### Source passage
To fill my "relaxed V" column in the alphabetical movie draft, I select:



Star Trek IV: The (V)oyage Home (1986)

Directed by Leonard Nimoy

Starring William Shatner, Leonard Nimoy, DeForest Kelley

Trailer

I've taken a Star Wars film, I've taken a Star Trek parody, I may as well actually take a legit Star Trek film as well. And if I'm gonna do that, it's definitely going to be Star Trek IV. I understand that critical consensus has a different film as the best in the franchise, but for my money, I enjoy this one a lot more. And it has the big rewatchability factor that I care about in this draft. The plot is somewhat unusual for Star Trek in that very little of it happens in space. As the crew of the now-destroyed Enterprise make their way back to Earth in a Klingon Bird of Prey, a giant black septic tank has parked itself over the homeworld, playing whale sounds and wreaking massive, planet-threatening havoc. In an attempt to save the Earth, Kirk and Co. decide to use the gravitational pull of the sun to effect a time travel maneuver so they can go into the past and kidnap a now-extinct humpback whale so it can tell the giant septic tank to back off.

### Written task a
Rescale the rows, from the first row through the line containing "<point>649,252</point>", both ends included. Repeat those lines with the requests as they are, multiply each answer point coordinate by 0.2, and round to whole numbers with halves going up. Leave out the pictures.

### Data for this exercise
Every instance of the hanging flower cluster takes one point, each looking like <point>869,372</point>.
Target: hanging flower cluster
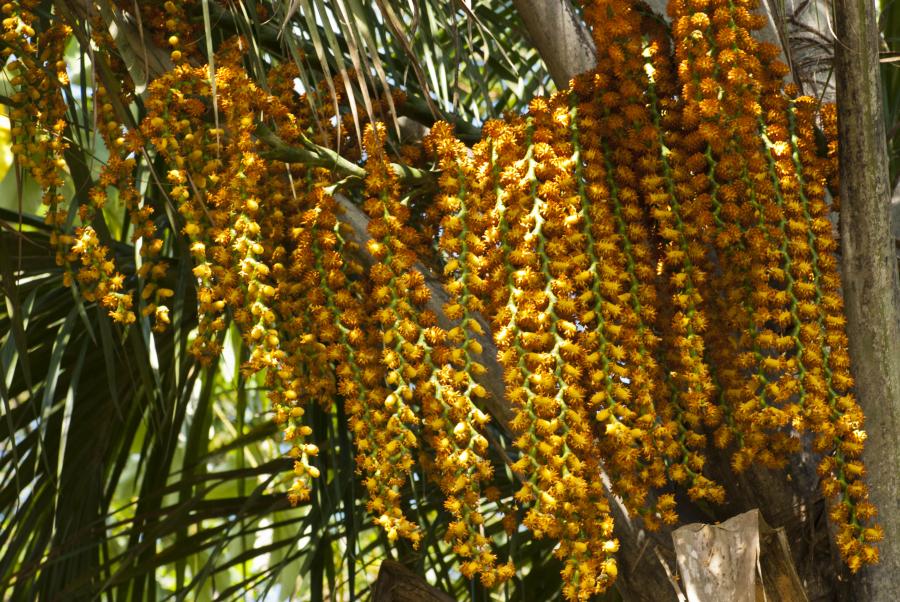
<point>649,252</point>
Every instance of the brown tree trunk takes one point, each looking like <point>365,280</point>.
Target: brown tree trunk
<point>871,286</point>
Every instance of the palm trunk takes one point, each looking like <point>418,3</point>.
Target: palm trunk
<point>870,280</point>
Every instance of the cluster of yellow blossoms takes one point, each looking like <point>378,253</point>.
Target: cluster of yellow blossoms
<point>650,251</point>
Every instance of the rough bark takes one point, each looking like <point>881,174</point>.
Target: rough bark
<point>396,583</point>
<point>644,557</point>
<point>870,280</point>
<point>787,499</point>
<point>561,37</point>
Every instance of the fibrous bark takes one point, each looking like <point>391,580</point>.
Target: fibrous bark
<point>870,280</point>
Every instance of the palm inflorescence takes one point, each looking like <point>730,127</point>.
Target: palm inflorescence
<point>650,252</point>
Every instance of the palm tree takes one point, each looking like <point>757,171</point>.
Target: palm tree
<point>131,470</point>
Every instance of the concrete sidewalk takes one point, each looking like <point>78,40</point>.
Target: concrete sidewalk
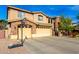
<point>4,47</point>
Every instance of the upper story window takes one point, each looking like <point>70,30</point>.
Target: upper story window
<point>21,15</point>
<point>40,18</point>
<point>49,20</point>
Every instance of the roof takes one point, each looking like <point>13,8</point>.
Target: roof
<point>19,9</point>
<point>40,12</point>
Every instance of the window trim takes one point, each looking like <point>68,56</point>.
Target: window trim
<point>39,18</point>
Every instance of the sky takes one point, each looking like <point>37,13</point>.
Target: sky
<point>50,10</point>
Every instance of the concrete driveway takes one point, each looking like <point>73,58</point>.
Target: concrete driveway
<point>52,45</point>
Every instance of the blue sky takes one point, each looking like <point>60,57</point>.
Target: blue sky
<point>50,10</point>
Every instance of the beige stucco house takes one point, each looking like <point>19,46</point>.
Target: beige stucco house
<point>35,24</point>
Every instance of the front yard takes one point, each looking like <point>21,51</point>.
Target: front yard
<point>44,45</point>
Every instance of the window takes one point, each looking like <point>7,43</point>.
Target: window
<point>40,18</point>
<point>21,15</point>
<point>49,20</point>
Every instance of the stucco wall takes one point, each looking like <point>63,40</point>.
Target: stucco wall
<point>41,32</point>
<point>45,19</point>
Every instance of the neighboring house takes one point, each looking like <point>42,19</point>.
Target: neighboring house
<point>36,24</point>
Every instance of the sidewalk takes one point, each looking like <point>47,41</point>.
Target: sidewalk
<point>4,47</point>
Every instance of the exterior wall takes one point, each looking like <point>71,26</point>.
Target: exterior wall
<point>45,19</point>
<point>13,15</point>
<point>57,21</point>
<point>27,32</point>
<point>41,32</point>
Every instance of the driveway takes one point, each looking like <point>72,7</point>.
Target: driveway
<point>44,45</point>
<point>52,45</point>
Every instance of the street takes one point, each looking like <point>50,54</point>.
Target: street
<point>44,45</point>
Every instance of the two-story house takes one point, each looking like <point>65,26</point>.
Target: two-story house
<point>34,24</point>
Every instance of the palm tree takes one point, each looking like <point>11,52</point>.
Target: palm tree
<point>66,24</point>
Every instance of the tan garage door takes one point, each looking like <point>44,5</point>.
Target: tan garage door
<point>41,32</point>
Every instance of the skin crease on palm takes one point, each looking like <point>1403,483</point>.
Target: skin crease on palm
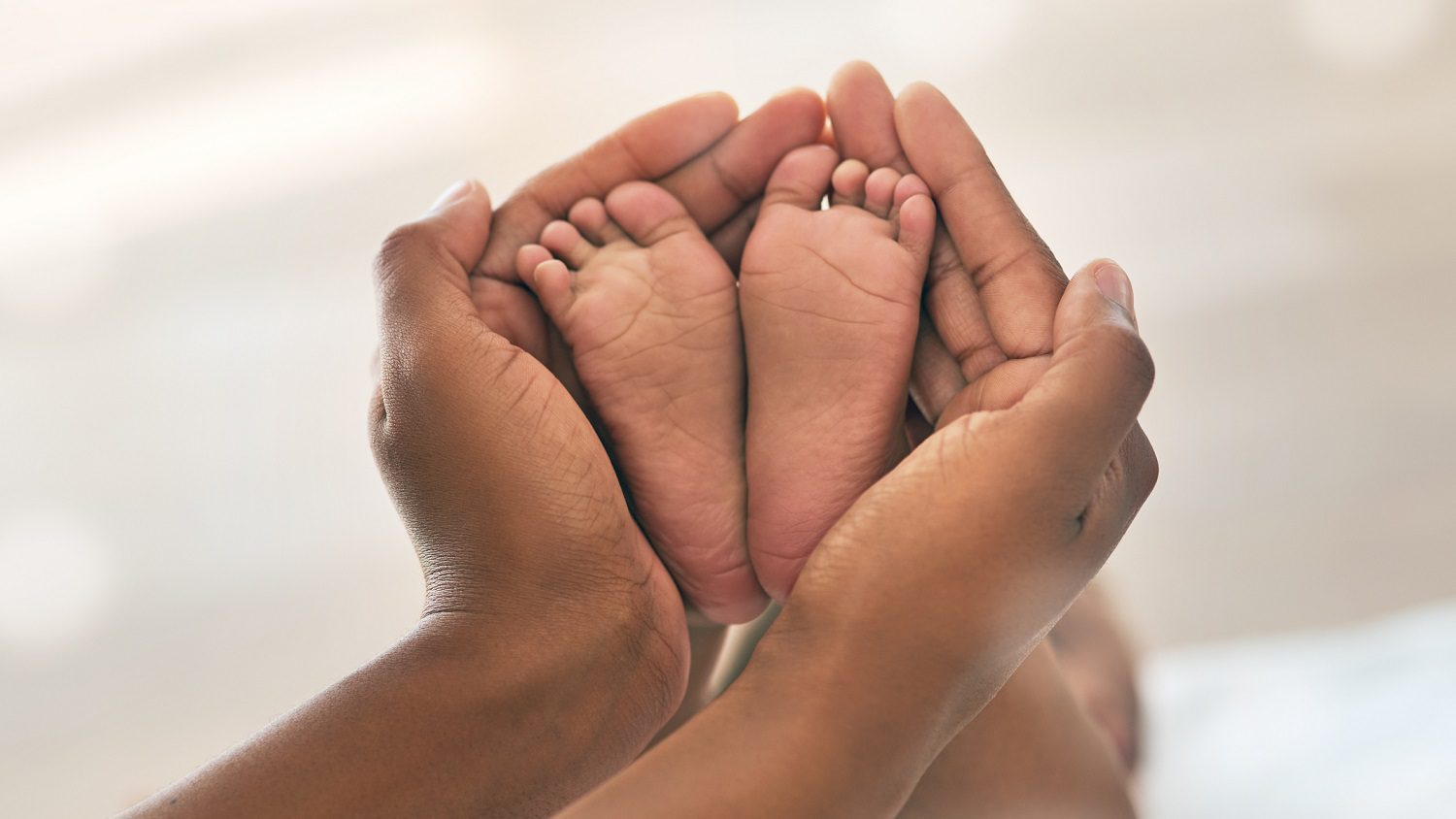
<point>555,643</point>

### Written task b
In the Star Trek IV write-up, what does the crew plan to kidnap from the past?

### Task answer a
Every instance of the hanging flower cluster takes one point, each looking like <point>869,372</point>.
Target: hanging flower cluster
<point>130,50</point>

### Task answer b
A now-extinct humpback whale.